● EXERCISE TASKS
[a] In the passage on Texas's SB7, in what year did the U.S. House of Representatives convene the "Select Committee on Alleged New York Election Frauds"?
[b] In the entries, take the lines starting at the one containing "Expected behaviour: mark a point on the white cow, one" and ending at the one containing "[[172, 150]]", and change "white cow" to "spotted cow" while leaving everything else the same. Return only those lines.

# Start of DOCUMENT SECTION

Further, in Texas as in other states, the 2020 election saw partisan election judges eject authorized poll watchers, preventing them from observing the central count at counties or removing them from polling locations where they were authorized to watch the poll workers. Texas lawmakers are seeking to address these election weaknesses, as they are prone to doing almost every biennial session.

During floor debate on Texas’s SB7 on May 6 and into the early hours of the next day, Democrats claimed the bill’s preamble, making a reference to the need to preserve “the purity of the ballot box through the prevention of fraud in the conduct of an election” had racist origins in Jim Crow-era efforts to prevent black people from voting. Democrats demanded that the offending language be stricken from the bill. It was.

The push to discredit Texas’s omnibus election law overhaul was joined by the NAACP Legal Defense and Educational Fund (LDF) in a letter dated March 25 in opposition to HB6, the House companion to SB7, alleging the bill, “repeatedly uses the phrase ‘purity of the ballot box’ to justify its aim of emboldening partisan watchers. Comparable language regarding the ‘purity of the ballot box’ that is found in the Texas Constitution has deep ties to calls by white legislators’ in the state to ensure the ‘purity of the Anglo-Saxon race’ by, among other tactics, disenfranchising Black Texans.”

The LDF goes on to conflate the phrase “purity of the ballot box” from Texas’s Constitution of 1876 with the efforts to begin disenfranchising black voters in Texas that followed. This is a remarkable accusation. If true, it would redound to the discredit of those carrying the bill and supporting it.

Revisionist History

The problem with this effort at historical revisionism is that the phrase “purity of the ballot box” has a long history specifically referring to concern about corrupted elections.

In 1869, the U.S. House of Representatives, concerned about systemic and longtime fraud in New York, specifically the Tammany Hall political machine in New York City, convened a “Select Committee on Alleged New York Election Frauds.” This committee issued a report that noted, “A republican government that cannot preserve the purity the ballot (emphasis added) is a failure; one which will not is a fraud, and is already resolved into anarchy.”

# End of DOCUMENT SECTION
# Start of RECORD SET

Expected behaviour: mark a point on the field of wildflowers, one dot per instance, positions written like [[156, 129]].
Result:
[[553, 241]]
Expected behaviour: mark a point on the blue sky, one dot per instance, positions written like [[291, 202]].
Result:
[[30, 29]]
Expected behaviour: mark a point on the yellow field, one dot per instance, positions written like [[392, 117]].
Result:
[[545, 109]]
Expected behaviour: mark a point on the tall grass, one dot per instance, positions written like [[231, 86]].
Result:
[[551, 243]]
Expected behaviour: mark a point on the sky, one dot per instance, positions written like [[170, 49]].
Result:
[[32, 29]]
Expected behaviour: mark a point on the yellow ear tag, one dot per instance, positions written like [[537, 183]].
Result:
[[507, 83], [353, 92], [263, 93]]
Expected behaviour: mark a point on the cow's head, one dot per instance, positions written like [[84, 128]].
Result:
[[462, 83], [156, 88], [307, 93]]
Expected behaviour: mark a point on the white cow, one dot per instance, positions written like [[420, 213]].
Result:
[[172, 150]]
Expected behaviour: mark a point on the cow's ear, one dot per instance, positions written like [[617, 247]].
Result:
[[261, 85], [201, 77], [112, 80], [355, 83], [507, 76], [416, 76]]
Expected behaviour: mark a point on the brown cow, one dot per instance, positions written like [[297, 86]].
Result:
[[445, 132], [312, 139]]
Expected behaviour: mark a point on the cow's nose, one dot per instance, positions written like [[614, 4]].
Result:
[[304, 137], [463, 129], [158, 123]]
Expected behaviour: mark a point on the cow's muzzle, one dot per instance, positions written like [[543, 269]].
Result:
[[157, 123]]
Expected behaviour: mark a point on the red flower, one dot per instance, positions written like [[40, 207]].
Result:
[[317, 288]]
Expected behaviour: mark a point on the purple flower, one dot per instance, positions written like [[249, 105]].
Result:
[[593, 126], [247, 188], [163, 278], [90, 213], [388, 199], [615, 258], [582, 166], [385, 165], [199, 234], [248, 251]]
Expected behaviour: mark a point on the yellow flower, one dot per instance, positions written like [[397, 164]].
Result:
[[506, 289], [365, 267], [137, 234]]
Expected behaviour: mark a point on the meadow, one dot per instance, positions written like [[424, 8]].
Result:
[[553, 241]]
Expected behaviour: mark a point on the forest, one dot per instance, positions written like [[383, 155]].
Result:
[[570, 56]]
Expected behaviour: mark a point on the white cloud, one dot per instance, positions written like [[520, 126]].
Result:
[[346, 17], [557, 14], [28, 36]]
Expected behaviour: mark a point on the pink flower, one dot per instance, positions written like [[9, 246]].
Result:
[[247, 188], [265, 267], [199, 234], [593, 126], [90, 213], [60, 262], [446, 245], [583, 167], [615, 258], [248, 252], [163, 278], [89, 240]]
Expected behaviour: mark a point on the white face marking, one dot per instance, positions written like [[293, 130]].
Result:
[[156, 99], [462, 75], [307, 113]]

# End of RECORD SET

● RESULTS BY TASK
[a] 1869

[b]
Expected behaviour: mark a point on the spotted cow, one dot per instance, positions written like [[420, 213]].
Result:
[[172, 150]]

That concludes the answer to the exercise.